— Stated exercise —
Your job is to retype all of the data word for word, leaving every image out.

— start of Supplied records —

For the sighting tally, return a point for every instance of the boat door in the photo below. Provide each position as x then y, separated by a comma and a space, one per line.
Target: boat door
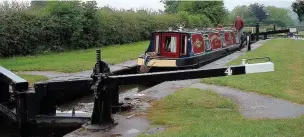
170, 45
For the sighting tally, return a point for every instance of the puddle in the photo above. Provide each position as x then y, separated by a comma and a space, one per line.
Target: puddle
85, 104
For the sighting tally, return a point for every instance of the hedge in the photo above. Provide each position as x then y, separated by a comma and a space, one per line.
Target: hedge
58, 26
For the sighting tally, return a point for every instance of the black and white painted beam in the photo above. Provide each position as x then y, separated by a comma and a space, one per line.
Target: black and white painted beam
191, 74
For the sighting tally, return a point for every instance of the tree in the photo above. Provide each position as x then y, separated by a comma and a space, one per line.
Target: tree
279, 14
298, 8
170, 6
258, 11
214, 10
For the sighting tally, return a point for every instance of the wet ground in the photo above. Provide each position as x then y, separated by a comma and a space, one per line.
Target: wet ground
253, 105
131, 124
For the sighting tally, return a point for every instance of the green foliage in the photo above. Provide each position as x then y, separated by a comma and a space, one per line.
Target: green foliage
279, 16
48, 26
203, 113
258, 11
76, 60
62, 25
298, 8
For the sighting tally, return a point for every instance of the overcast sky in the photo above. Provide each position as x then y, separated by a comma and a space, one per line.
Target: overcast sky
156, 4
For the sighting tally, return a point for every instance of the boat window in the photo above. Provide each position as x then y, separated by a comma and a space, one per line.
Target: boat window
170, 42
184, 45
157, 43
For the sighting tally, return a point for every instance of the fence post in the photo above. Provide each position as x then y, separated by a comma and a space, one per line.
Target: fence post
248, 42
4, 92
21, 111
257, 31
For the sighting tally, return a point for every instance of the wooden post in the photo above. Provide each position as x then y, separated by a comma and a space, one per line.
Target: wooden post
257, 31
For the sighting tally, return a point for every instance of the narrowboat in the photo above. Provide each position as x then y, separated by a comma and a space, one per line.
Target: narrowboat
186, 49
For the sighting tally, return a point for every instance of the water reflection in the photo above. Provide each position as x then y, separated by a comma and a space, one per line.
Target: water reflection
85, 104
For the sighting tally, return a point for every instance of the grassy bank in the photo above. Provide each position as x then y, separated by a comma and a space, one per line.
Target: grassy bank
74, 61
32, 78
192, 112
287, 80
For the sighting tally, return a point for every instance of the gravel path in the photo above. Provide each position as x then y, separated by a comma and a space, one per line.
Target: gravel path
253, 105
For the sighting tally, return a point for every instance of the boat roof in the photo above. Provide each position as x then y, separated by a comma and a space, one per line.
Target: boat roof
184, 30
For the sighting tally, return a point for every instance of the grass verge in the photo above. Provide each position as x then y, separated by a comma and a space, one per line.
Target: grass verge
74, 61
193, 112
32, 78
287, 80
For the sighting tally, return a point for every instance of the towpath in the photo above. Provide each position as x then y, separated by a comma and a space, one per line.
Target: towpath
251, 105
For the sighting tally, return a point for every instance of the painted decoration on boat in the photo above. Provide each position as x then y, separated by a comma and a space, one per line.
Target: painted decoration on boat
234, 37
198, 43
215, 40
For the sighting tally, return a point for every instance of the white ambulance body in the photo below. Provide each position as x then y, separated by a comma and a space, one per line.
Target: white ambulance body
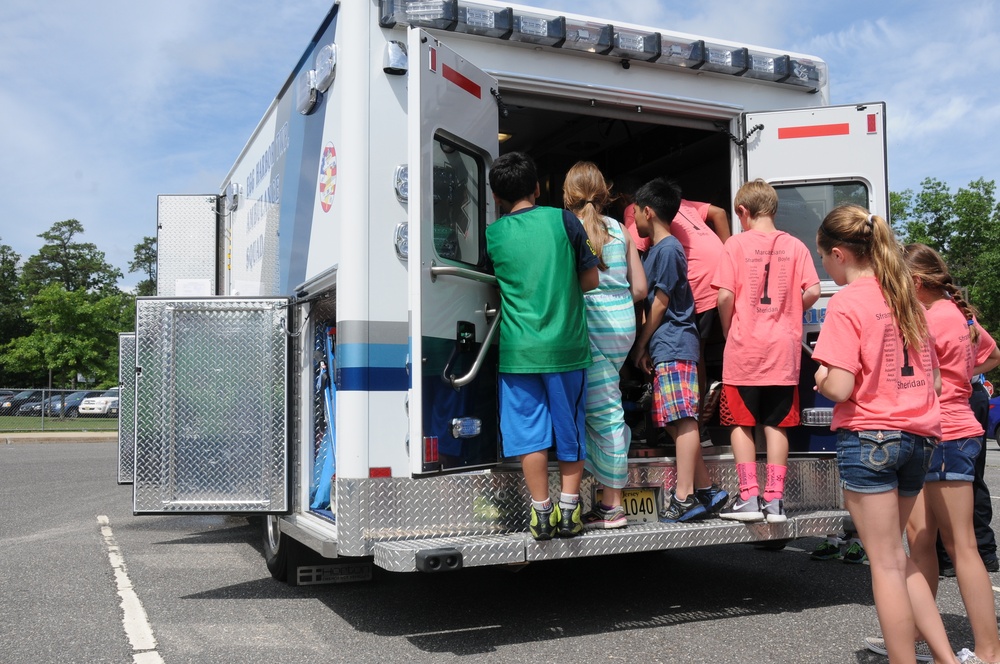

— end of Supplied records —

— Reply to the exercise —
For the sighting tally, return a point for every instance of the boat door in the photo below. Provide each position as x then y, separated by a comma and a space, one per line.
Target: boat door
170, 45
For the sighting tally, return a point for every instance of the puddle in the photo above. Provide each position as x then y, separated by a comma and a space, one per line.
Target: puddle
85, 104
For the sighting tally, return a point for every instance of the hedge in the photo above. Provide each position as x then y, separated by a comma and a space, one per line.
Target: hedge
58, 26
For the sighting tally, return a point for every instance of the black and white painted beam in the photo above. Provide each position as x then y, separated by a comma and a space, one per line.
Target: black and white painted beam
191, 74
For the sighting tally, return a point for every instance of the tree in the photo above. Provide each position as x then y, separated by a comma and a space, one per line.
Target: tree
279, 14
298, 8
170, 6
258, 11
214, 10
For the sighting tally, return a point for every instance of the wet ground in the photo above. Provide each position as x then y, separated by a comma and a space, one per line.
Target: wet ground
253, 105
131, 124
For the sighting tally, return a point for every instance of the green foliage in the photo above. Provide each position as x then y, separated by a comma and a space, one per line.
Target: green foliage
279, 16
48, 26
203, 113
258, 11
76, 60
62, 25
298, 8
For the sighting tally, return a point for every instance of the overcast sky in the photo above. Provide each position as x then y, separated by a comma and a space, one per line.
Target: overcast sky
156, 4
For the sighting tally, return a point for every instance of the boat window in the photo above. Provide each position as x then y, separated by a comma and a space, one per line.
Target: boat window
170, 42
184, 45
157, 43
For the sighting tally, return a point for every instance of the fence post in the photo above. Provide each position as x then y, separated by a comma and a space, one per line.
Target: fence post
248, 42
4, 92
21, 111
257, 31
For the sighting tally, return a point for every instance of the wooden post in the photo above. Provide each position as x then y, separated by a comma and a space, one per line.
Target: wooden post
257, 31
For the sighting tally, return a point for every instance of the narrowboat in the photo above. Provide each position as x then y, separated by a comma and a space, one per line.
Target: narrowboat
186, 49
For the sighting tally, return a point for every instance of the water reflection in the photo above. Provide each position as x then y, separated by a comma and a space, one per line.
Target: water reflection
85, 104
For the sighting tally, return a point for every instance of the grassy bank in the photo above. Provide each position as x then y, separated by a comma and a space, one per line.
Target: grassy bank
74, 61
32, 78
192, 112
287, 80
For the sighting tally, return a point for every instance of the gravel path in the photo above. Provide each position as x then y, separated by a comma and a space, one per line.
Target: gravel path
253, 105
For the sighting tally, return a point for every instance of the boat roof in the photo above. Provide each position as x then y, separated by a comma and a space, one per line.
Target: boat roof
184, 30
For the sighting tally, return a point for every instance of the grass verge in the photo above. Provide each position as x then y, separated by a comma and a space, one per line.
Target: grass verge
74, 61
193, 112
32, 78
287, 80
For the sighting tally, return a point for every instance of the towpath in the photo above. Provide each position as x then y, separated by a comma and a space, one per line.
Target: towpath
251, 105
For the sighting tally, return a point for every instance of the painted decoration on boat in the photo above. Provide each position as x then y, separated by a comma and a space, one per line.
Target: painted decoration on boat
234, 37
198, 43
215, 40
For the sighting tally, return a point for every instance of the white ambulance body in the photo below. Provide each position as x then y, separated by a comma and a space, one per line.
Target: white ambulance body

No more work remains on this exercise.